## DATA SUPPLIED
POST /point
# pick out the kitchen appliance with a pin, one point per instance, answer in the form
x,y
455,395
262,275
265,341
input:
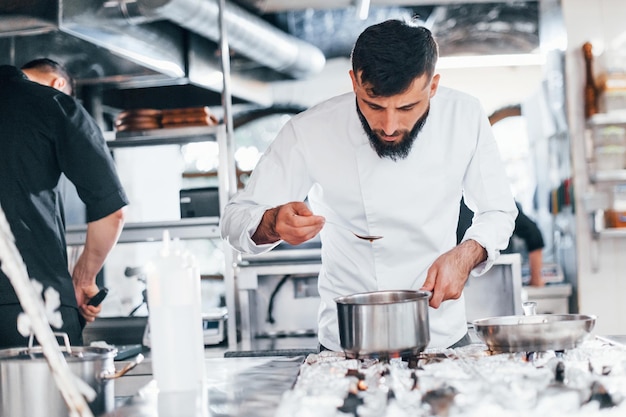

## PROBLEM TO WORK ON
Could you write the data out again with "kitchen appliance" switched to "household device", keeping everything else the same and leaving out the pictures?

## RESPONSE
POST /point
# pick out the household device with a pin, one point per instance, answer in the form
x,y
455,395
262,275
265,341
input:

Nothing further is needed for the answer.